--- Start RECORDS FOR THE TASK ---

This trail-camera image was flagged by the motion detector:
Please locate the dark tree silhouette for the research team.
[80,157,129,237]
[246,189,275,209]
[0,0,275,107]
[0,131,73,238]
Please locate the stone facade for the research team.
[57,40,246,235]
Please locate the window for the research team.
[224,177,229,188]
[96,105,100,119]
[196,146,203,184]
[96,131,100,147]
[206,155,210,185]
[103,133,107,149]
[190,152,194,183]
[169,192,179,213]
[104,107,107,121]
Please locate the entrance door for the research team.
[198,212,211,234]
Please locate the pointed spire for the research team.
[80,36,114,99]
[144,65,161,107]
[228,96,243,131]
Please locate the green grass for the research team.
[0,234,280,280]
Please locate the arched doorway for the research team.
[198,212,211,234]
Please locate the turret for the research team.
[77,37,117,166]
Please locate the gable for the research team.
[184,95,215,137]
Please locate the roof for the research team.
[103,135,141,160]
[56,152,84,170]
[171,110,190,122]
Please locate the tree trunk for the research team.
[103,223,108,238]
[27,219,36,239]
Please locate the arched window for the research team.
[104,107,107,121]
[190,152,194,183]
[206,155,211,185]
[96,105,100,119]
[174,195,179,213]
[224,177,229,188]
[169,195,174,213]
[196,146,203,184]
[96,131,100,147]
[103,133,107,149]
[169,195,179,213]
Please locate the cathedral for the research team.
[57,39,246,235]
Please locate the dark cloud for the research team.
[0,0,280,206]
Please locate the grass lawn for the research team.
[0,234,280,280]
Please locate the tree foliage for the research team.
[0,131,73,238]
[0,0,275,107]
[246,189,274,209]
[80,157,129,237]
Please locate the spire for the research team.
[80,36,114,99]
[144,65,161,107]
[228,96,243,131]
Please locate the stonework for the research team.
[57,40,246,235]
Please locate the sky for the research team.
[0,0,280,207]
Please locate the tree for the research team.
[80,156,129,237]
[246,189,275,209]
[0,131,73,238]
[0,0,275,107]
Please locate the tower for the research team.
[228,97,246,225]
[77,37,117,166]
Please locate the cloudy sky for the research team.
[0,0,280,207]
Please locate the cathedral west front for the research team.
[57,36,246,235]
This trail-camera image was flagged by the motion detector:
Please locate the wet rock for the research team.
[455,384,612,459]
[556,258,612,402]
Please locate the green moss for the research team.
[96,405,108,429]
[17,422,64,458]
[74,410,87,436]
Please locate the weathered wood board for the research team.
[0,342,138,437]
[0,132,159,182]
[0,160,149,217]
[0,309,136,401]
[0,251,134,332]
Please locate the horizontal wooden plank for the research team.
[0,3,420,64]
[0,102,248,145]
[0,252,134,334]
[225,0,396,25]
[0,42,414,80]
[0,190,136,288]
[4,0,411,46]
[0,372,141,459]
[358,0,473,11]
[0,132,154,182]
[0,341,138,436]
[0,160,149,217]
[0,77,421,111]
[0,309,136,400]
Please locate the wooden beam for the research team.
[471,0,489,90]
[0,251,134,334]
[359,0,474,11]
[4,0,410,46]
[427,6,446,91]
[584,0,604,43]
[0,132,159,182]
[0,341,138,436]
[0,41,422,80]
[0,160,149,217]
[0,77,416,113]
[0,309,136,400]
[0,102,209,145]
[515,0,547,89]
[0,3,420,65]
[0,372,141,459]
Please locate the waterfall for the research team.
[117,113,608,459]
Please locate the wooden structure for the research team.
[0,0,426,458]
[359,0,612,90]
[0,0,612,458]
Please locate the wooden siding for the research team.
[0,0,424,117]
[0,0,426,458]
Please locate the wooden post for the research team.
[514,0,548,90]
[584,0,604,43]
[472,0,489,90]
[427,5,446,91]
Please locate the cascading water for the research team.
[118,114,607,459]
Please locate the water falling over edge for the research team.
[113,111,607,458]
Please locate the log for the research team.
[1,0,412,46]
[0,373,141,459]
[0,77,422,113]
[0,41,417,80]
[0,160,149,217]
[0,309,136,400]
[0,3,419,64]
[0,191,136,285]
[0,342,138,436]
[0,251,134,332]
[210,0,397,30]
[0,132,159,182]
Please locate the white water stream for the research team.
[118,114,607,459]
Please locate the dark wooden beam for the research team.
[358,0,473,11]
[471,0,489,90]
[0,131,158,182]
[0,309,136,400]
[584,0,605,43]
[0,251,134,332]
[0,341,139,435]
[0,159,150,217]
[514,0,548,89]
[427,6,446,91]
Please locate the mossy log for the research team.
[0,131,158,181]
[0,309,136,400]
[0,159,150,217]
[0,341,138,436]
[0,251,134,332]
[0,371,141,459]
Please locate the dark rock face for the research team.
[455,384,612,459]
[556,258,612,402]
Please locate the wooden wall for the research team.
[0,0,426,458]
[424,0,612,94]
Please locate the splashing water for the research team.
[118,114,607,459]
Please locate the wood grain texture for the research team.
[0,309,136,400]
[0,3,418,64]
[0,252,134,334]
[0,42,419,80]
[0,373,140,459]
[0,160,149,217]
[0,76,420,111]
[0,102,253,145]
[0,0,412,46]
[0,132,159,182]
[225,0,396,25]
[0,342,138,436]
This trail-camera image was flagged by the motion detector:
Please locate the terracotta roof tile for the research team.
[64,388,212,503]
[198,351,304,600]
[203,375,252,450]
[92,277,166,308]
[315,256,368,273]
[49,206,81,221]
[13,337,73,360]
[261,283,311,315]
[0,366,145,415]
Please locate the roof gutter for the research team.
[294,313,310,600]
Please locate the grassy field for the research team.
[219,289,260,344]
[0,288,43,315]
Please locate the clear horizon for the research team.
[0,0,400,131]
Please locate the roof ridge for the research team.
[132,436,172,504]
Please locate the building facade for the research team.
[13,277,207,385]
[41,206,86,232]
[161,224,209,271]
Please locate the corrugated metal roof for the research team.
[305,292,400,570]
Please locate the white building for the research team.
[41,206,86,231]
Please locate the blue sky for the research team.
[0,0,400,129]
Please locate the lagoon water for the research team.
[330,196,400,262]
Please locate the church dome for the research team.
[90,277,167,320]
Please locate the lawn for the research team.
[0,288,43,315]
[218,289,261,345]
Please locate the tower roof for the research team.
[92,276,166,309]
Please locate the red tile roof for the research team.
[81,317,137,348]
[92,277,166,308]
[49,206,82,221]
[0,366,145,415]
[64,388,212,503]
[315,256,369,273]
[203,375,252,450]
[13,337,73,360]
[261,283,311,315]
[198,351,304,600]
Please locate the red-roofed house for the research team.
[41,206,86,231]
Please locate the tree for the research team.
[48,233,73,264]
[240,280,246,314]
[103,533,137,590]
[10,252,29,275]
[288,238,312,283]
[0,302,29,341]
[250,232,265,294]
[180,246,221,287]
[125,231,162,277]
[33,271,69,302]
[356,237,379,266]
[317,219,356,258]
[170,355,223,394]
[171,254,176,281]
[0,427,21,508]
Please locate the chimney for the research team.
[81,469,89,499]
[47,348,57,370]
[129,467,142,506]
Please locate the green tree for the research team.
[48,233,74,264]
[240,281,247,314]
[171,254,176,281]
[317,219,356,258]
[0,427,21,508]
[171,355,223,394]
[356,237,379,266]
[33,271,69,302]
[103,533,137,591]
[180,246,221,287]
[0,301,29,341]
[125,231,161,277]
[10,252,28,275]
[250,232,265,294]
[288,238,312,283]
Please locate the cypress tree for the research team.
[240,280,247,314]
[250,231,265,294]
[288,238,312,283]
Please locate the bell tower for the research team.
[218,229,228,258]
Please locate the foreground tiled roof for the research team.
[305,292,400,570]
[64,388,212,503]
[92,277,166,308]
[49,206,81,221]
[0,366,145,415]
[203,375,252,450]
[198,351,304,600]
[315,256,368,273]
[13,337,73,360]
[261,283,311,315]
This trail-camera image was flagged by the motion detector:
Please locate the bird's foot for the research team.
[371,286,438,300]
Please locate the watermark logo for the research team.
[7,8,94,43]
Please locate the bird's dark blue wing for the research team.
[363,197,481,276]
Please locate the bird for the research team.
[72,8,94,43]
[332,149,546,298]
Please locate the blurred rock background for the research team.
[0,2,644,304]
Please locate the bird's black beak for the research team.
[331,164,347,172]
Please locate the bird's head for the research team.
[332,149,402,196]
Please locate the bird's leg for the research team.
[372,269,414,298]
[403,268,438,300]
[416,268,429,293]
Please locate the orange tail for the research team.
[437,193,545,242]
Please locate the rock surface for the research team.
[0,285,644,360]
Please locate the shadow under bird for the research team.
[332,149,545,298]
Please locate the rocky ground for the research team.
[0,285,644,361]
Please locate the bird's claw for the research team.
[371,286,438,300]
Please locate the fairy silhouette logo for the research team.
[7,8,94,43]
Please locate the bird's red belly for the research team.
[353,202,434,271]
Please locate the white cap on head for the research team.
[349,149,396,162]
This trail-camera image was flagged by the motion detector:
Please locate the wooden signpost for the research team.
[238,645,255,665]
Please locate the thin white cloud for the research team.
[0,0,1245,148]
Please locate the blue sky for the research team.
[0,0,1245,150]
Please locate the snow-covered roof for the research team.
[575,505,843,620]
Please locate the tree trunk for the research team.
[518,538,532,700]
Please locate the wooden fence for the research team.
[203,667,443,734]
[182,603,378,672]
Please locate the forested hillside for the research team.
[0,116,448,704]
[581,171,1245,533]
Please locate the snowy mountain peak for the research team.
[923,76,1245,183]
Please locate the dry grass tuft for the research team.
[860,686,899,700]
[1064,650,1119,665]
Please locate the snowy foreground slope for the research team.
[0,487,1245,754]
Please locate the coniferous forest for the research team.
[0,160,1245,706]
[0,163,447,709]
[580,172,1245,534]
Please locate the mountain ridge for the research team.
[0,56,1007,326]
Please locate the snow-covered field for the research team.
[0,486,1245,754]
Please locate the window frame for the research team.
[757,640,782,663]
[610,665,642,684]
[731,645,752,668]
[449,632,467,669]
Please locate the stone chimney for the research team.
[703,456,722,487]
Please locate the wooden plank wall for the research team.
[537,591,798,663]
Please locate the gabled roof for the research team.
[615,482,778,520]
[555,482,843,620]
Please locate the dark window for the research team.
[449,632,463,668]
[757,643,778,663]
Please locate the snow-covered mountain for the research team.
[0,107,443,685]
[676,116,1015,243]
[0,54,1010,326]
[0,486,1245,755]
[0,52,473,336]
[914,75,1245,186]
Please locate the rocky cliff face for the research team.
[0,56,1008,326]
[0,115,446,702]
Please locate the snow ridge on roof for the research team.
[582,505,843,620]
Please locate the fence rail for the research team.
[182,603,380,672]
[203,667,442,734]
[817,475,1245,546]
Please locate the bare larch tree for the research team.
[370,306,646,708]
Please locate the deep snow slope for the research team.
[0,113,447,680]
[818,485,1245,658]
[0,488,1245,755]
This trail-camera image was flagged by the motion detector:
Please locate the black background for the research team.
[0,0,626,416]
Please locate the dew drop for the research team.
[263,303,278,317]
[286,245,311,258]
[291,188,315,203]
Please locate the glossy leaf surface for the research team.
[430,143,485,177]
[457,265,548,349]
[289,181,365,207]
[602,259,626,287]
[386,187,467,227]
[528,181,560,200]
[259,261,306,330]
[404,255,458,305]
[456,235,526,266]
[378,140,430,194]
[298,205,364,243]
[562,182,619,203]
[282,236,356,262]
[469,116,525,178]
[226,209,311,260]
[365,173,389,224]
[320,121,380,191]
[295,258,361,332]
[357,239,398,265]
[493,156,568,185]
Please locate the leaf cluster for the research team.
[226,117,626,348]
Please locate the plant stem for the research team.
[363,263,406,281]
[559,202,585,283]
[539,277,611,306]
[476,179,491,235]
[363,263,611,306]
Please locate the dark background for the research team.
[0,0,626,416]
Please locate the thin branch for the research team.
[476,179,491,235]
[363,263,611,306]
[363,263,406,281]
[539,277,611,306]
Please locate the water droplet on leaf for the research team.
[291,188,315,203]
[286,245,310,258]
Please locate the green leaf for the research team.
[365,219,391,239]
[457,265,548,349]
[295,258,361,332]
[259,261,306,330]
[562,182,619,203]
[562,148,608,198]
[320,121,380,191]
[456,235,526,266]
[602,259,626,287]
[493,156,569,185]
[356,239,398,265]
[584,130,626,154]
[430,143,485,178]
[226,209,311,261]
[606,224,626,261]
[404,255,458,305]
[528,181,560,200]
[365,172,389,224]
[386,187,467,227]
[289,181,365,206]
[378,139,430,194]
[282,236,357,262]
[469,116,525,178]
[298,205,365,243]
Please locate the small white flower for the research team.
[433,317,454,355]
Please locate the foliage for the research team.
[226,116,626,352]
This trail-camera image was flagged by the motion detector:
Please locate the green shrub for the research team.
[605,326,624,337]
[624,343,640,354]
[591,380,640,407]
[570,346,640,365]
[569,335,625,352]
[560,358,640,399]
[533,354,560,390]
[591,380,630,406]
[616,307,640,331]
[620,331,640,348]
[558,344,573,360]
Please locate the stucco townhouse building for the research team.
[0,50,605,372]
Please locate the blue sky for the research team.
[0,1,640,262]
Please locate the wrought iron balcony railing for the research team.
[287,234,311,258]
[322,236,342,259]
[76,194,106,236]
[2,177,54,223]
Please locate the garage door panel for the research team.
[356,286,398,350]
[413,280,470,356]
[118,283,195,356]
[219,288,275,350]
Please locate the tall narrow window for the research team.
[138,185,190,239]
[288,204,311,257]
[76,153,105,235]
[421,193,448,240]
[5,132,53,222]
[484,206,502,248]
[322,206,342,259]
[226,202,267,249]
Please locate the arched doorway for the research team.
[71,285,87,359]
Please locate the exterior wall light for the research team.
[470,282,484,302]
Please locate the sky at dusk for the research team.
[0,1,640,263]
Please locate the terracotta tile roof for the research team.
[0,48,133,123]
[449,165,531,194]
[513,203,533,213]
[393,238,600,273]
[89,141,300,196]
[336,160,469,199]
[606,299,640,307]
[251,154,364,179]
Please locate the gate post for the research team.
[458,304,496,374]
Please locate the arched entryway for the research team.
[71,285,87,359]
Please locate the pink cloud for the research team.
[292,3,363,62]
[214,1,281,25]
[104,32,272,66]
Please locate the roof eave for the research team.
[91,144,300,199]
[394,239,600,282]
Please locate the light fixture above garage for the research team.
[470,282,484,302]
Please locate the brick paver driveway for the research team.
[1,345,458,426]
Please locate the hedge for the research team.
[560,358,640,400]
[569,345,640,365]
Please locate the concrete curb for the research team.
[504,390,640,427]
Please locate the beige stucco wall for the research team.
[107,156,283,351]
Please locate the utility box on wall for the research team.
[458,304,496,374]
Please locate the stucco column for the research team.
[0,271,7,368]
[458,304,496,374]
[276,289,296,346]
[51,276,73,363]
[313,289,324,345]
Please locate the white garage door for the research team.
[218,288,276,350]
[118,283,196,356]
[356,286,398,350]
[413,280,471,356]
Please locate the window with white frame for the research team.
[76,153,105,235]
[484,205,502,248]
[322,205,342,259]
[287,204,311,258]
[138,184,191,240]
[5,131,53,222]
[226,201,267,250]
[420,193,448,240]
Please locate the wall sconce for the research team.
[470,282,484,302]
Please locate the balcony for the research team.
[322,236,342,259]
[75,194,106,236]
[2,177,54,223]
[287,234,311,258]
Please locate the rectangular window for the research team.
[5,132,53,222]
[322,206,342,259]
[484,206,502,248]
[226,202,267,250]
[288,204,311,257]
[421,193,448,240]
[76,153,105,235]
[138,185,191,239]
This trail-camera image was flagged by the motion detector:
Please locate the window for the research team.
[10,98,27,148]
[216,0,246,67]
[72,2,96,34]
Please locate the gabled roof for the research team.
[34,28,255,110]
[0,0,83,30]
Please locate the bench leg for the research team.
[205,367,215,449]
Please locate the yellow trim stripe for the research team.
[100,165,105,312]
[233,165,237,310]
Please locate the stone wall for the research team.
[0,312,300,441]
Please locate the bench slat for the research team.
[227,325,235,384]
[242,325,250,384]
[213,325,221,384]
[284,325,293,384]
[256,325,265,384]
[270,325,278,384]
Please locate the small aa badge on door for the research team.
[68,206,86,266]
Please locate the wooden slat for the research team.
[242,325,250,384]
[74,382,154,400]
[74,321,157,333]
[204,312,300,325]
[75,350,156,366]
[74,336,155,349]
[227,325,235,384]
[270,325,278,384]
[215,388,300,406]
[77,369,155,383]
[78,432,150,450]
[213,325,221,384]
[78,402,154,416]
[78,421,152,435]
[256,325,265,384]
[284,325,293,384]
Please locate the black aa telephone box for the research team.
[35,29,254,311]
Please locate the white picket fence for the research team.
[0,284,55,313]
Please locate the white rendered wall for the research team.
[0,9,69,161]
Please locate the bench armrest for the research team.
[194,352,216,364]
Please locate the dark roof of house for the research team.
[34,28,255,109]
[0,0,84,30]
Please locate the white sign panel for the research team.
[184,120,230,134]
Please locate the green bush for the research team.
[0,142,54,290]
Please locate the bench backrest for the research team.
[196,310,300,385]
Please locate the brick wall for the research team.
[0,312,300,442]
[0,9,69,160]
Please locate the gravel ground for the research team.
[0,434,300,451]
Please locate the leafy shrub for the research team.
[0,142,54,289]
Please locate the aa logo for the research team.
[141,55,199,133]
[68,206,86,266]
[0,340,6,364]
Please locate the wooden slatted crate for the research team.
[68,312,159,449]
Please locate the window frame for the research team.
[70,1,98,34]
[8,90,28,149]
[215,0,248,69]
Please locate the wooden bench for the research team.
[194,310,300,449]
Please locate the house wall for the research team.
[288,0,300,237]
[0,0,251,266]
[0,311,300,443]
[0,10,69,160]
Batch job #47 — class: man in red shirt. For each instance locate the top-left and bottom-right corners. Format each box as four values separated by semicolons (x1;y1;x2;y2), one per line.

--- End RECORDS FOR THE TASK ---

### EXERCISE DIRECTIONS
Recast the stretch of the listing above, from the line containing "Please locate the yellow" through the line containing "[0,0,84,30]", as a Markdown table with the columns Row and Line, skipping any blank lines.

### TASK SOLUTION
| Row | Line |
|---|---|
| 1 | Please locate the yellow trim stripe for the research team. |
| 2 | [100,165,105,312] |
| 3 | [233,165,237,310] |
| 4 | Please locate the stone wall for the research team. |
| 5 | [0,312,300,441] |
| 6 | Please locate the bench slat for the research team. |
| 7 | [227,325,235,384] |
| 8 | [242,325,250,384] |
| 9 | [213,325,221,384] |
| 10 | [284,325,293,384] |
| 11 | [256,325,265,384] |
| 12 | [270,325,278,384] |
| 13 | Please locate the small aa badge on door for the research team. |
| 14 | [68,206,86,266] |
| 15 | Please locate the wooden slat for the research team. |
| 16 | [242,325,250,384] |
| 17 | [74,382,154,400] |
| 18 | [74,321,157,333] |
| 19 | [204,312,300,325] |
| 20 | [75,350,156,366] |
| 21 | [74,336,155,349] |
| 22 | [227,325,235,384] |
| 23 | [270,325,278,384] |
| 24 | [215,388,300,406] |
| 25 | [77,369,155,383] |
| 26 | [78,432,150,450] |
| 27 | [213,325,221,384] |
| 28 | [78,402,154,416] |
| 29 | [78,421,152,435] |
| 30 | [256,325,265,384] |
| 31 | [284,325,293,384] |
| 32 | Please locate the black aa telephone box for the research team. |
| 33 | [35,29,254,311] |
| 34 | Please locate the white picket fence for the research team. |
| 35 | [0,284,55,313] |
| 36 | Please locate the white rendered wall for the research team. |
| 37 | [0,9,69,161] |
| 38 | Please locate the bench armrest for the research team. |
| 39 | [194,352,216,364] |
| 40 | Please locate the dark roof of house for the research team. |
| 41 | [34,28,255,109] |
| 42 | [0,0,84,30] |